TEXTAUSZUG.
-------------------------
Dann ging die Familie nach Weimar, wo sie von Goethe mit der grössten Herzlichkeit aufgenommen wurde. Die Mutter berichtet darüber: »An Goethe's und Schopenhauer's machten wir herrliche, unvergessliche Bekanntschaften. Mit inniger Mutterfreude sah ich, dass Felix sich unter den vorzüglichen Menschen ungemein beliebt gemacht hatte, und gerne verdanken ihm die glücklichen Eltern die ausgezeichnete Güte, mit der sie aufgenommen wurden. – Da er gewöhnliche Musikkunst nicht liebt, war sein Piano seit Felix Abwesenheit unberührt geblieben, und er öffnete es ihm mit den Worten: ›Komm und wecke mir all die geflügelten Geister, die lange darin geschlummert.‹«

»Und ein andermal: ›Du bist mein David, sollte ich krank und traurig werden, so banne die bösen Träume durch dein Spiel, ich werde auch nie wie Saul den Speer nach dir werfen.‹«

Nach der Rückkehr in's Elternhaus begannen die Kinder mit dem regsten Eifer wieder ihre Studien, und besonders auf Felix war der Eindruck der Reise ein ungewöhnlicher geworden. »Die Wirkungen der Reise«, schreibt Fanny, »äusserten sich bei Felix unverzüglich nach unserer Zurückkunft. Er war bedeutend grösser [31] und stärker geworden. Züge und der Ausdruck des Gesichts hatten sich mit unglaublicher Schnelligkeit entwickelt und die veränderte Haartracht (man hatte ihm seine schönen langen Locken abgeschnitten) trug nicht wenig dazu bei, sein Ansehen zu entfremden. Das schöne Kindergesicht war verschwunden, seine Gestalt hatte etwas Männliches angenommen, das ihn auch sehr gut kleidete.« Felix war inzwischen auch confirmirt worden.
-------------------------
VORLIEGENDE DATEN.
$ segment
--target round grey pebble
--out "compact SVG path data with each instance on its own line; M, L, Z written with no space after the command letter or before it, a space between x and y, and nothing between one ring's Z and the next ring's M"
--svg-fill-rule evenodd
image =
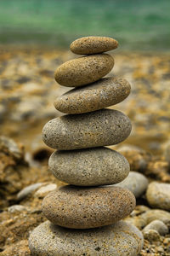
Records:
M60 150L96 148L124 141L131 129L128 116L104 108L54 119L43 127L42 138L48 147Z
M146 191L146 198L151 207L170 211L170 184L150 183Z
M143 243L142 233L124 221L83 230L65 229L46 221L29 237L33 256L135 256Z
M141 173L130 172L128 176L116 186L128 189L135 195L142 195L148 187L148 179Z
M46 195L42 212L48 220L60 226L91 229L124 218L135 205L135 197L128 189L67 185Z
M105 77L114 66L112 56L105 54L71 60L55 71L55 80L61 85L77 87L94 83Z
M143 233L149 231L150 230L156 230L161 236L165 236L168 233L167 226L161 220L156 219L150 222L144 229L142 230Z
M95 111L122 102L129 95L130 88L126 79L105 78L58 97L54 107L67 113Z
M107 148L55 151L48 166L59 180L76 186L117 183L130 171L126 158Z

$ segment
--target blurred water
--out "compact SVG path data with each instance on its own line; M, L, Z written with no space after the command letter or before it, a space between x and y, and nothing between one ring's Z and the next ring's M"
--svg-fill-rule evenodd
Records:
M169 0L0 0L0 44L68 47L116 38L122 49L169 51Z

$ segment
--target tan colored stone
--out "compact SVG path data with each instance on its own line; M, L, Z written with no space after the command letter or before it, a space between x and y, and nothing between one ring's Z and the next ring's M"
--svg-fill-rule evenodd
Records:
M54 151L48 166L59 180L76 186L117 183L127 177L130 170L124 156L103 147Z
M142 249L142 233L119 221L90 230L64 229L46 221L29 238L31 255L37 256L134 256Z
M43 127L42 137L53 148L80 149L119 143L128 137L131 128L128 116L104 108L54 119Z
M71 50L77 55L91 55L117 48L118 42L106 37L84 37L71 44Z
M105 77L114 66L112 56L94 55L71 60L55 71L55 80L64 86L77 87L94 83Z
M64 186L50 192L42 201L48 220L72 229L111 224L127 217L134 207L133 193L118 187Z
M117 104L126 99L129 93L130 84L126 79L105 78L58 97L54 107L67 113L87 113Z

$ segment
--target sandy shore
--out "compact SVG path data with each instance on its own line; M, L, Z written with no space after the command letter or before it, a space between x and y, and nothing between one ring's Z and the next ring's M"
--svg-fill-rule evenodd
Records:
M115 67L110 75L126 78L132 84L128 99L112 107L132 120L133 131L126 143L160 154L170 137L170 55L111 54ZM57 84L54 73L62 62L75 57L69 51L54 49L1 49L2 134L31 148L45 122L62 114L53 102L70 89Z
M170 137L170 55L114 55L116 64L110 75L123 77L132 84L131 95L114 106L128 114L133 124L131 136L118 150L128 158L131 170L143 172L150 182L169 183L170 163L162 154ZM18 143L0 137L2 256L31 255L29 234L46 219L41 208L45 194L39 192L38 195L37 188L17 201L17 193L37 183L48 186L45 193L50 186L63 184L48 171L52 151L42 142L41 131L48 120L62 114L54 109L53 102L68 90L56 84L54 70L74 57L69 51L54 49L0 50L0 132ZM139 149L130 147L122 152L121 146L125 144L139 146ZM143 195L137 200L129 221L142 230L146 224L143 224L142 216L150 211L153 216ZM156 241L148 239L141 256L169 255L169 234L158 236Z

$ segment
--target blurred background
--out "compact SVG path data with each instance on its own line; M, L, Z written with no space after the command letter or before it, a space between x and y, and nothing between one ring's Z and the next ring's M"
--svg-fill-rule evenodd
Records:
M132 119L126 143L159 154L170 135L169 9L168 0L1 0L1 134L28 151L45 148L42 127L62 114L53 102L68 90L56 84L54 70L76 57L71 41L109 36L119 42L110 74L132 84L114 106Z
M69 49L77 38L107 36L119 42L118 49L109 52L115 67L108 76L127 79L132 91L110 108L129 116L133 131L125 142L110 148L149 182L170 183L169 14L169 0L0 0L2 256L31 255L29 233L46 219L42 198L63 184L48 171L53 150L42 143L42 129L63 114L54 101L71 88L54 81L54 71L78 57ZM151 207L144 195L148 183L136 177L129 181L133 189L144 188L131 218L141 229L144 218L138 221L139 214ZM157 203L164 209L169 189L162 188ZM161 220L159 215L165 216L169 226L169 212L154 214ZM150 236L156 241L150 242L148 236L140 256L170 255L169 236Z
-------------------------
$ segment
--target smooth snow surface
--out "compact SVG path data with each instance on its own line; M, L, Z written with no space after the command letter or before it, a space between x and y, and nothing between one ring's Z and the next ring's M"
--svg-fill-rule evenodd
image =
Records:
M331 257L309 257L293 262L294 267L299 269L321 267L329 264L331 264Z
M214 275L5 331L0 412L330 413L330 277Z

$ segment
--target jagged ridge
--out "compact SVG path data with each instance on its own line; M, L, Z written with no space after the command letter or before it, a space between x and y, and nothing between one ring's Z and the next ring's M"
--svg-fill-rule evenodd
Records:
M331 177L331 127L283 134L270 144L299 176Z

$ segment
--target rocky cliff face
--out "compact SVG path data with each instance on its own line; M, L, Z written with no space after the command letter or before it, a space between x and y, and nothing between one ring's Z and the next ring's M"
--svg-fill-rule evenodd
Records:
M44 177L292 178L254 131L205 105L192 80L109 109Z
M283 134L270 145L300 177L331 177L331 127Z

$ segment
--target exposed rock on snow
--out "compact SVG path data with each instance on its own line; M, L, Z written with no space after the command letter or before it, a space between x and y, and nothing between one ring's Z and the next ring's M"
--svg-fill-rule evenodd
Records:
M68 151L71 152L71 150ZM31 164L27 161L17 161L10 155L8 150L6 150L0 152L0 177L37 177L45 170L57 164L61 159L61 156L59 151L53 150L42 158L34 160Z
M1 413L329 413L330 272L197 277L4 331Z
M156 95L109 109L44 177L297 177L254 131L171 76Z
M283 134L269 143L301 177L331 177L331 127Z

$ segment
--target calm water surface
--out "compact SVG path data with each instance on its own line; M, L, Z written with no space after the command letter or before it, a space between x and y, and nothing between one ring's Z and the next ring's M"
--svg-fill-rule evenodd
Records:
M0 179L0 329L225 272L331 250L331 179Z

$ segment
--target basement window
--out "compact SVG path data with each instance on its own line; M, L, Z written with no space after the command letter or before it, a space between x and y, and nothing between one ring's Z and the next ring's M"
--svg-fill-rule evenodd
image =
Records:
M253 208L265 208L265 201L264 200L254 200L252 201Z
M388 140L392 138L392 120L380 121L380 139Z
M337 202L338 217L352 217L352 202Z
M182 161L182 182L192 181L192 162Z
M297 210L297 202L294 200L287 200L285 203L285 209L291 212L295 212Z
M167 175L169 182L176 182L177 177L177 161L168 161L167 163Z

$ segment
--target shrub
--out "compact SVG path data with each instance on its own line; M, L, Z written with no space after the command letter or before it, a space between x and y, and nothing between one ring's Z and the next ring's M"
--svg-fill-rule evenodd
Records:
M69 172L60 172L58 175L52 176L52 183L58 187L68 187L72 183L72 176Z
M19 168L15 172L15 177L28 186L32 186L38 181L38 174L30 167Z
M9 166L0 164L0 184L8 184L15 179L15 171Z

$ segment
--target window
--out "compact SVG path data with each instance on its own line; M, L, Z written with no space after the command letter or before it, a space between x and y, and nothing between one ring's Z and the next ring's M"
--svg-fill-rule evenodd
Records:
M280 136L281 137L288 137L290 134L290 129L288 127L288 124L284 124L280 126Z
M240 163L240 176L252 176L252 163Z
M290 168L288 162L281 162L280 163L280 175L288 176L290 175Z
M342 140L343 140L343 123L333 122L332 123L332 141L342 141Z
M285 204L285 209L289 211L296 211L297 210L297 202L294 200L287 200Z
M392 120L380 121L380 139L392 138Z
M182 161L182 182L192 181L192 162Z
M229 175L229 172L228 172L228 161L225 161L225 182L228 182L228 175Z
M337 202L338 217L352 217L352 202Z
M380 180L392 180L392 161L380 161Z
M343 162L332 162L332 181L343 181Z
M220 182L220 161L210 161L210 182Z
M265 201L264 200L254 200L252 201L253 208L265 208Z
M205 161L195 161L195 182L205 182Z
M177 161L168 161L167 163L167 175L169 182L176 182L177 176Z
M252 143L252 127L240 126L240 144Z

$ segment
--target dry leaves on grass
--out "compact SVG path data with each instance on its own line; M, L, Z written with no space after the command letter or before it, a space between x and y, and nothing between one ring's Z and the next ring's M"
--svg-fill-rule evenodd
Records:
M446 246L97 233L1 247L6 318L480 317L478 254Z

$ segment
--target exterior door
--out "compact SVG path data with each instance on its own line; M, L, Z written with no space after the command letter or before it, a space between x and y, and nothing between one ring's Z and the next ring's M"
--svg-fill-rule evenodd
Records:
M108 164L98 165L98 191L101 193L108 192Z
-------------------------
ZUR AUFGABE. Schreib aus dem Textauszug alles von "Nach der Rückkehr" bis hinunter zu "auch confirmirt worden." noch einmal ab. Ersetze dabei "Haartracht" durch "Frisur".

ANTWORT.
Nach der Rückkehr in's Elternhaus begannen die Kinder mit dem regsten Eifer wieder ihre Studien, und besonders auf Felix war der Eindruck der Reise ein ungewöhnlicher geworden. »Die Wirkungen der Reise«, schreibt Fanny, »äusserten sich bei Felix unverzüglich nach unserer Zurückkunft. Er war bedeutend grösser [31] und stärker geworden. Züge und der Ausdruck des Gesichts hatten sich mit unglaublicher Schnelligkeit entwickelt und die veränderte Frisur (man hatte ihm seine schönen langen Locken abgeschnitten) trug nicht wenig dazu bei, sein Ansehen zu entfremden. Das schöne Kindergesicht war verschwunden, seine Gestalt hatte etwas Männliches angenommen, das ihn auch sehr gut kleidete.« Felix war inzwischen auch confirmirt worden.